** EJERCICIO PROPUESTO 1 **
Responde a estas preguntas sobre el texto acerca de la pureza de corazón:
(a) ¿Quiénes tienen capacidad para ver a Dios?
(b) ¿Qué tres cosas embotan el alma para las cosas de Dios?
(c) ¿Con qué tres adjetivos se describe la vida del hombre espiritual?
** EJERCICIO PROPUESTO 2 **
Continúa el texto sobre la pureza de corazón a partir de su última frase.

** TEXTO BASE **
Es preciso purificar el corazón, pues solo los limpios
de corazón tienen capacidad para ver a Dios11.
La impureza, el apegamiento a los bienes de la tierra, el conceder al cuerpo
todos sus caprichos embotan el alma para las cosas de Dios. El hombre
no espiritual no percibe las cosas del Espíritu de Dios, pues son necedad para
él y no puede conocerlas, porque solo se pueden enjuiciar según el Espíritu12.
El hombre espiritual es el cristiano que lleva al Espíritu Santo en su alma en
gracia, y tiene la mente y el pensamiento puestos en Cristo. Su vida limpia,
sobria y mortificada es la mejor preparación para ser digna morada del
Espíritu, que habitará en él con todos sus dones.

** MATERIAL DE ORIGEN **
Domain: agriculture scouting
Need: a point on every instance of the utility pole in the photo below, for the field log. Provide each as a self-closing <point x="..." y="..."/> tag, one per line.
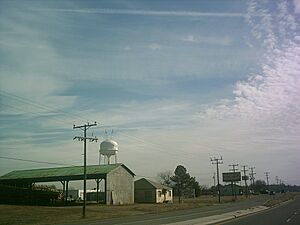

** RESPUESTA ESCRITA 1 **
(a) Los limpios de corazón.
(b) La impureza, el apegamiento a los bienes de la tierra y el conceder al cuerpo todos sus caprichos.
(c) Limpia, sobria y mortificada.

** RESPUESTA ESCRITA 2 **
Cuando el Espíritu Santo encuentra un alma bien
dispuesta, se va adueñando de ella, y la lleva por caminos de oración cada vez
más profunda, hasta que «las palabras resultan pobres... y se deja paso a la
intimidad divina, en un mirar a Dios sin descanso y sin cansancio. Vivimos
entonces como cautivos, como prisioneros. Mientras realizamos con la mayor
perfección posible, dentro de nuestras equivocaciones y limitaciones, las
tareas propias de nuestra condición y de nuestro oficio, el alma ansía
escaparse. Se va hacia Dios, como el hierro atraído por la fuerza del imán. Se
comienza a amar a Jesús, de forma más eficaz, con un dulce sobresalto»13.
San Josemaría Escrivá describía el sendero de las
almas, en las ocupaciones más normales de la vida y cualquiera que fuera su
cultura, profesión, estado, etcétera, hasta llegar a la oración contemplativa.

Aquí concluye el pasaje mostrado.